- **TASKS TO COMPLETE**:
[a] Quote the Cato sales press release word for word, between "Sales for the twenty-two" and "decreased 16%.", inclusive.
[b] Pick up the Cato sales press release after its final sentence and keep writing it.

- **TEXT SHOWN**:

CHARLOTTE, N.C., July 6, 2017 /PRNewswire/ -- The Cato
Corporation (NYSE: CATO) today reported sales of $74.7 million for the five weeks ended
July 1, 2017, which were down 15%
versus sales of $88.0 million for the
five weeks ended July 2, 2016.
Same-store sales for the five-week period were down 16% to last
year.
Sales for the twenty-two weeks ended July
1, 2017 were $386.5 million,
down 16% over sales of $460.9 million
for the twenty-two weeks ended July
2, 2016. The Company's year-to-date same-store sales
decreased 16%.
"Our negative sales trends persisted in June and the decline in
sales continues to put severe pressure on merchandise margins and
profitability. Second quarter and full year earnings will be
significantly below last year," commented John Cato, Chairman, President, and Chief
Executive Officer.
During the month of June, the Company opened one store in Lake
City, FL. As of July 1, 2017,
the Company operated 1,374 stores in 33 states, compared to 1,373
stores in 33 states as of July 2,
2016.
The Cato Corporation is a leading specialty retailer of
value-priced fashion apparel and accessories operating three
concepts, "Cato", "Versona" and "It's Fashion". The Company's
Cato stores offer exclusive merchandise with fashion and quality
comparable to mall specialty stores at low prices every day.
The Company also offers exclusive merchandise found in its Cato
stores at www.catofashions.com. Versona is a unique fashion
destination offering apparel and accessories including jewelry,
handbags and shoes at exceptional prices every day. Select
Versona merchandise can also be found at www.shopversona.com.
It's Fashion offers fashion with a focus on the latest trendy
styles for the entire family at low prices every day.
Statements in this press release not historical in nature
including, without limitation, statements regarding the Company's
expected or estimated operational and financial results are
considered "forward-looking" within the meaning of The Private
Securities Litigation Reform Act of 1995. Such
forward-looking statements are based on current expectations that
are subject to known and unknown risks, uncertainties and other
factors that could cause actual results to differ materially from
those contemplated by the forward-looking statements.

- **Dataset entries**:
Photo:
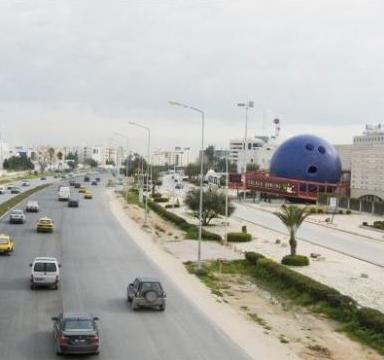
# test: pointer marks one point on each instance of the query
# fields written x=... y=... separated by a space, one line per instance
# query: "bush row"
x=295 y=260
x=190 y=229
x=239 y=237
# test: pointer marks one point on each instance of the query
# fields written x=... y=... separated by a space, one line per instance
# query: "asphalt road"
x=98 y=261
x=353 y=245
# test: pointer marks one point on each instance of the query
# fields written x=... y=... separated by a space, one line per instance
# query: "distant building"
x=179 y=157
x=365 y=161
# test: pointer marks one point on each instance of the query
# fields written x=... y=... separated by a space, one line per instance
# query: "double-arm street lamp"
x=126 y=160
x=246 y=106
x=149 y=168
x=201 y=112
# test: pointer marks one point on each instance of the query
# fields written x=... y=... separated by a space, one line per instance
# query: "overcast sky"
x=73 y=72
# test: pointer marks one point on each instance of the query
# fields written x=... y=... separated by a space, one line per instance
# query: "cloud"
x=72 y=71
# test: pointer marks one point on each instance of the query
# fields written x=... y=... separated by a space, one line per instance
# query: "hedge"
x=190 y=229
x=253 y=257
x=295 y=260
x=269 y=269
x=239 y=237
x=160 y=199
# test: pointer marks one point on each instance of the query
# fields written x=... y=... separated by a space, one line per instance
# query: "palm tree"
x=292 y=217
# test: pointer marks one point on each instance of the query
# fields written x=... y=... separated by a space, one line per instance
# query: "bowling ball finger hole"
x=321 y=149
x=309 y=147
x=312 y=170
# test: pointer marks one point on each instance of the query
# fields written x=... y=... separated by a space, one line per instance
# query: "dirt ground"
x=308 y=336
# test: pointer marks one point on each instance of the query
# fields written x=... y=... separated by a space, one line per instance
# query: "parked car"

- **THE REPLIES**:
[a]
Sales for the twenty-two weeks ended July
1, 2017 were $386.5 million,
down 16% over sales of $460.9 million
for the twenty-two weeks ended July
2, 2016. The Company's year-to-date same-store sales
decreased 16%.

[b]
Such factors include, but are not limited to, the following: any
actual or perceived deterioration in the conditions that drive
consumer confidence and spending, including, but not limited to,
levels of unemployment, fuel, energy and food costs, wage rates,
tax rates, home values, consumer net worth and the availability of
credit; uncertainties regarding the impact of any governmental
responses to the foregoing conditions; competitive factors and
pricing pressures; our ability to predict and respond to rapidly
changing fashion trends and consumer demands; adverse weather or
similar conditions that may affect our sales or operations;
inventory risks due to shifts in market demand, including the
ability to liquidate excess inventory at anticipated margins; and
other factors discussed under "Risk Factors" in Part I,
Item 1A of the Company's most recently filed annual report on Form
10-K and in other reports the Company files with or furnishes to
the SEC from time to time. The Company does not undertake to
publicly update or revise the forward-looking statements even if
experience or future changes make it clear that the projected
results expressed or implied therein will not be realized. The
Company is not responsible for any changes made to this press
release by wire or Internet services.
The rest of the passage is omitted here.